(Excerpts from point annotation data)
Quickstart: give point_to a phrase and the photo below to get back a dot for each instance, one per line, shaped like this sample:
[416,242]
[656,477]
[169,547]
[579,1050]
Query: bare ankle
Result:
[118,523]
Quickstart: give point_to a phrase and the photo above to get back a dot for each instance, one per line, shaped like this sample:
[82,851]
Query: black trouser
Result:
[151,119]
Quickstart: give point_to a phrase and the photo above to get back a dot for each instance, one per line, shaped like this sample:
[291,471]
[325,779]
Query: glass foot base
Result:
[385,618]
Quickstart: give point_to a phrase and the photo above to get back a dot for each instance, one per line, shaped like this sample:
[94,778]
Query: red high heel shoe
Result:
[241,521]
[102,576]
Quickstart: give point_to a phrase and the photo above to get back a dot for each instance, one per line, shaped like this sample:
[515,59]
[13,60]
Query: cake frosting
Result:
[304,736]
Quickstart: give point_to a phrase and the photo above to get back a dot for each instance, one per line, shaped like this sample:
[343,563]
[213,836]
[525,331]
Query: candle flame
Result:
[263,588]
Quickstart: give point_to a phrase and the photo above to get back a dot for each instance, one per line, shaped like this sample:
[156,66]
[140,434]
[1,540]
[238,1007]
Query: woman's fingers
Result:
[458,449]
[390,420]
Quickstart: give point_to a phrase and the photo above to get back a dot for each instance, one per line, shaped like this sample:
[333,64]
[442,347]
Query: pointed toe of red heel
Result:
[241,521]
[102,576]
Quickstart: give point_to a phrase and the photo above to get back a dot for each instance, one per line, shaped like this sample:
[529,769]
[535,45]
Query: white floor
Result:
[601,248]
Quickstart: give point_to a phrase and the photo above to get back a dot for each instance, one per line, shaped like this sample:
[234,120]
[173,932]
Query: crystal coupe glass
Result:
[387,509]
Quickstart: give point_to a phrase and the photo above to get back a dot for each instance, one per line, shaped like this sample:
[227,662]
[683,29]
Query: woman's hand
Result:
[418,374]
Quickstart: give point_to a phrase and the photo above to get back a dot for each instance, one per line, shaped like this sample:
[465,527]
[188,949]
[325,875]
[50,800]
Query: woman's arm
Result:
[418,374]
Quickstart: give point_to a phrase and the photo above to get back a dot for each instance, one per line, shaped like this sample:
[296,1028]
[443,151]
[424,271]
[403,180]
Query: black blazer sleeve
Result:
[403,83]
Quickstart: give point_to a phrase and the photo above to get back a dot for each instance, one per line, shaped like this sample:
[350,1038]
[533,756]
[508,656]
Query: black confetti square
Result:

Given problem:
Type out the entries again, word for word.

Complete answer:
Quickstart: give point_to a phrase and the photo below to get back a dot for each instance, one per line, shaped like this sample:
[416,242]
[656,477]
[169,547]
[579,1050]
Query: bare ankle
Result:
[118,523]
Quickstart: give point_to a phrase and the photo above to get back a dot for each instance, one per line, shaped like this sample:
[82,851]
Query: black trouser
Result:
[151,119]
Quickstart: give point_to a phrase and the photo above to get back a dot for each instance, one per line, shaped like this sample:
[291,471]
[325,779]
Query: glass foot base
Result:
[385,618]
Quickstart: give point_to a phrase and the photo above to get back a dot for each instance, one per line, shaped like this sample:
[94,778]
Query: red high heel shoe
Result:
[241,521]
[102,576]
Quickstart: give point_to a phrase and the photo above to get back a dot for each instance, one per line, shaped like this sample:
[515,59]
[13,60]
Query: cake frosting
Result:
[304,736]
Quickstart: give point_to a phrase and the photo above to get back a dot for each instance, one per line, shaped like this sample:
[343,563]
[213,836]
[525,331]
Query: candle flame
Result:
[263,588]
Quickstart: give point_to a phrase and the photo above to get back a dot for each instance, one per line, shaped like this sample:
[156,66]
[140,434]
[1,540]
[238,1007]
Query: woman's fingers
Result:
[458,449]
[390,420]
Quickstart: give point_to a phrase and the photo above to get back a dot for each instance, one per line, shaped like this sample:
[333,64]
[442,347]
Query: pointed toe of red heel
Result:
[241,521]
[102,576]
Quickstart: give point_to a phrase and the photo above to get back a dot for each instance, one per line, shaped like this sample:
[529,769]
[535,45]
Query: white floor
Result:
[601,248]
Quickstart: give point_to a phrase and the photo above to get back a dot for each instance, one per line, shaped like this sample:
[234,120]
[173,932]
Query: crystal coupe glass
Result:
[387,509]
Quickstart: give point_to a phrase and the photo above to get back a dot for each instance, one per line, shaped like this sample:
[227,662]
[683,29]
Query: woman's hand
Result:
[418,374]
Quickstart: give point_to a phrase and the photo above to get back a dot for each instance, one per line, shaped like this sample:
[465,527]
[188,949]
[325,875]
[50,800]
Query: woman's arm
Result:
[418,374]
Quickstart: give point_to a phrase and the photo above to get back a dot for each instance, one per line, shaped like this sample:
[296,1028]
[443,151]
[424,271]
[403,180]
Query: black blazer sleeve
Result:
[403,83]
Quickstart: give point_to a phrase and the photo above to get back a dot for each instance, one per line, shaped like this sample:
[350,1038]
[533,756]
[508,656]
Query: black confetti square
Result:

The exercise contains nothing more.